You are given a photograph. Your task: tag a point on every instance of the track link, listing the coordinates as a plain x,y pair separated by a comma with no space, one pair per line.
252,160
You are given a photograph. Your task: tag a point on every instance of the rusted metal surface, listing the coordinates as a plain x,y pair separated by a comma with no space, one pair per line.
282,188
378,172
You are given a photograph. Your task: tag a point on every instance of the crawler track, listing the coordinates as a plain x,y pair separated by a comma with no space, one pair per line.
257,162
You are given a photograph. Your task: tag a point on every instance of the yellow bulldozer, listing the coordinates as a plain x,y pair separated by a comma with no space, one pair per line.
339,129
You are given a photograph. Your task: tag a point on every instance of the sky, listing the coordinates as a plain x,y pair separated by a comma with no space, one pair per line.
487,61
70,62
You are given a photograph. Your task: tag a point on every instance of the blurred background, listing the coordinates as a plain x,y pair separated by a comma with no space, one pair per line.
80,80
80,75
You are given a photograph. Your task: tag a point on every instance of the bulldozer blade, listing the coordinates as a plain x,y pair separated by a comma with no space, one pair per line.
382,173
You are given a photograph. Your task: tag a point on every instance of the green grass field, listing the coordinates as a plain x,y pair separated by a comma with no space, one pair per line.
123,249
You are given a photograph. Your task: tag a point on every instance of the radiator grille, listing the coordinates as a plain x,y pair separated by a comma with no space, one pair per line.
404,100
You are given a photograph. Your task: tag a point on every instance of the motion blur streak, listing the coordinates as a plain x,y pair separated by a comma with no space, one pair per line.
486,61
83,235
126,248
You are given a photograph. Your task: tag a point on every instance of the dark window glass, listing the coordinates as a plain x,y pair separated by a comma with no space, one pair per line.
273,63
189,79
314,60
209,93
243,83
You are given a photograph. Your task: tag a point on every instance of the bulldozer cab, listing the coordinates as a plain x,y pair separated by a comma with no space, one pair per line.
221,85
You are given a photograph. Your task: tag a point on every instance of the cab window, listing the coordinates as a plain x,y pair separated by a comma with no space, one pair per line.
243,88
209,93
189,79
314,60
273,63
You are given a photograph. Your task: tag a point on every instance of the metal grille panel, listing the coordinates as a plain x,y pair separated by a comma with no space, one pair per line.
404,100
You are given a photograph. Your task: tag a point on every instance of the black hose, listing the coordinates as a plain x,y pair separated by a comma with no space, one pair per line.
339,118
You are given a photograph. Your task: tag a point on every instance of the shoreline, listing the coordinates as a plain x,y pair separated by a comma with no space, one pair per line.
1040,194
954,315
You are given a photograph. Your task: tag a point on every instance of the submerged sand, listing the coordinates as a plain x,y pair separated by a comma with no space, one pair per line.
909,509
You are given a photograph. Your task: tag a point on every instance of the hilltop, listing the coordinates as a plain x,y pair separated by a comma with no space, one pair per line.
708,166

-----

=== ACTIVITY ===
Write out the whole listing above once more, exactly.

=== RESULT OF THE EXERCISE ===
You are given a photograph. Your task: tag a point on every instance of the track link, listing the coordinates as a plain x,y pair separated by a comma with no space, one pair per line.
252,160
You are given a photograph. Your task: tag a point on every instance of the rusted metal surface, listing the coordinates as a plain x,y pair separated by a comma with no space, one pair per line.
282,188
378,172
You are given a photograph. Your task: tag a point on every instance of the crawler track, listing the coordinates as a plain x,y pair separated by a comma with no space, one pair per line.
257,162
You are given a photograph. Your task: tag a point on every instance of the yellow bulldozer, listing the coordinates as a plain x,y pair separated by a comma with no space, one pair per line.
339,129
You are given a photograph. Your task: tag a point on every instance of the sky, listing the coordinates as a plain x,y pair separated by a comma with no space, one pair per line.
487,61
70,62
You are given a photograph. Your task: tag a point on every instance of the blurred background, listing the coordinates as a plain x,y pair separated by a comma with no space, one pair per line.
80,80
80,75
You are given a photograph. Your task: tag a point on every instance of the bulldozer blade, listing the coordinates as a plain x,y pair separated by a comma with no space, one pair per line.
382,173
You are given a photograph. Your task: tag a point on every instance of the green grass field, listing the coordinates as a plain x,y pair separated by a comma with no space, one pair per line.
123,249
You are given a photograph. Your task: tag a point on every instance of the radiator grille, listing the coordinates as a plain x,y pair separated by a comma with no space, one pair per line.
404,100
You are given a photograph. Your task: tag a point on every instance of the motion blur streak, listing the coordinates as a plain x,y pair separated by a comma with no space, one pair per line.
486,61
83,235
126,248
You are given a photograph. Your task: tag a point on every instance of the dark window glass, listing the coordinates as a plain x,y pair separated by a comma with no space, one pair per line.
273,63
189,79
314,60
209,93
243,83
You are given a photograph. Your task: tag a point on every instance of the bulldozer cab, listing the coordinates as a plain x,y pair separated by a comma with no space, one pair per line.
221,85
You are given a photograph. Your task: tag a point on every instance of the cab window, listing the coordinates as a plain x,y pair separated by a comma with no space, one pair per line.
243,88
209,93
189,79
314,60
273,63
You are given a photograph. Your task: tag a point on every instance of the metal grille panel, listing the coordinates as a plain x,y pair separated by a comma with no space, one pair per line.
404,100
You are given a photograph. Your task: tag a point on every instance of the black hose, listing the coordinates as a plain x,y pair separated by a comma with no space, one pair per line.
339,118
You are given a photograph. Your task: tag a point on every instance of the shoreline, listing the coordinates as a plain x,y pair separated by a comma with no space, one pair per line.
1040,194
954,315
You are given a photograph. Your task: tag a point on every instance of the submerged sand, listing the coordinates as a plain x,y pair separated by a comma with no space, one pair per line.
909,509
You are given a photograph. Your task: tag a point on every instance of the hilltop, listing the coordinates as a plain x,y pair separated by a comma with no space, one pair per line.
708,166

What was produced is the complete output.